Tarefas e exercícios:
1. De acordo com a apresentação no excerto sobre a diplomacia brasileira, em que período o autor escreveu os ensaios reunidos?
2. Traduza para o inglês esta frase da apresentação no excerto sobre a diplomacia brasileira: "Against the tide e minority report são duas conhecidas expressões em inglês que podem representar o espírito com o qual foram escritos a maior parte dos ensaios aqui reunidos, compilando esforços de leitura, de reflexão e de redação que empreendi entre os anos de 2014 e 2018, não por acaso dois períodos eleitorais decisivos na história política recente do Brasil, o primeiro por representar o ponto culminante do regime lulopetista vencedor em quatro eleições presidenciais sucessivas, mas também a sua agonia e queda final, em 2016, o segundo por evidenciar a vontade da sociedade brasileira de dar um basta ao festival de corrupção sistêmica a que assistimos desde o início daquele regime."
3. Dê continuidade ao excerto sobre a diplomacia brasileira, escrevendo o que vem depois da última frase da apresentação.

Excerto do documento:
____

18. O papel da diplomacia nas reformas: justiça, trabalho, educação 
19. Questões de política externa numa conjuntura eleitoral 
20. Uma delicada questão diplomática: o caso de Israel 
21. Balanço e trajetória futura das relações internacionais do Brasil 
22. O poder do Itamaraty: o conhecimento como base  

Apêndices:
23. Auge e declínio do lulopetismo diplomático: depoimento pessoal  
24. Entrevista sobre o Itamaraty em tempos não convencionais
25. Breve nota biográfica: Paulo Roberto de Almeida   
26. Livros e trabalhos de Paulo Roberto de Almeida  



Apresentação
Do “nunca antes” ao finalmente depois...

Against the tide e minority report são duas conhecidas expressões em inglês que podem representar o espírito com o qual foram escritos a maior parte dos ensaios aqui reunidos, compilando esforços de leitura, de reflexão e de redação que empreendi entre os anos de 2014 e 2018, não por acaso dois períodos eleitorais decisivos na história política recente do Brasil, o primeiro por representar o ponto culminante do regime lulopetista vencedor em quatro eleições presidenciais sucessivas, mas também a sua agonia e queda final, em 2016, o segundo por evidenciar a vontade da sociedade brasileira de dar um basta ao festival de corrupção sistêmica a que assistimos desde o início daquele regime.

____

Dados fornecidos:

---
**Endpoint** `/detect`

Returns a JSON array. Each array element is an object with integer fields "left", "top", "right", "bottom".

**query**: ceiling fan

____

Respostas do exercício:
1. Entre os anos de 2014 e 2018.

2. Against the tide and minority report are two well-known English expressions that can represent the spirit in which most of the essays gathered here were written, compiling efforts of reading, reflection, and writing that I undertook between 2014 and 2018, not by chance two decisive electoral periods in Brazil's recent political history, the first for representing the culminating point of the lulopetista regime, victorious in four successive presidential elections, but also its agony and final fall, in 2016, the second for showing the will of Brazilian society to put an end to the festival of systemic corruption that we have witnessed since the beginning of that regime.

3.
“Contra a corrente” e “relatório de minoria” podem, efetivamente, caracterizar minha atitude básica na análise e produção de ensaios ao longo desse período, mas não só ele, pois tenho mantido a mesma atitude – que chamo de ceticismo sadio – ao longo de uma vida toda ela dedicada ao estudo dos problemas brasileiros, ao exame das melhores soluções de políticas públicas a esses problemas, especialmente na área de atividade que é a minha desde 1977, as relações internacionais do Brasil, sua política externa, o exercício prático da diplomacia, mas sempre combinada a uma reflexão crítica que sustenta, justamente, a atitude que mantenho, e que pode ser resumida nessas duas expressões.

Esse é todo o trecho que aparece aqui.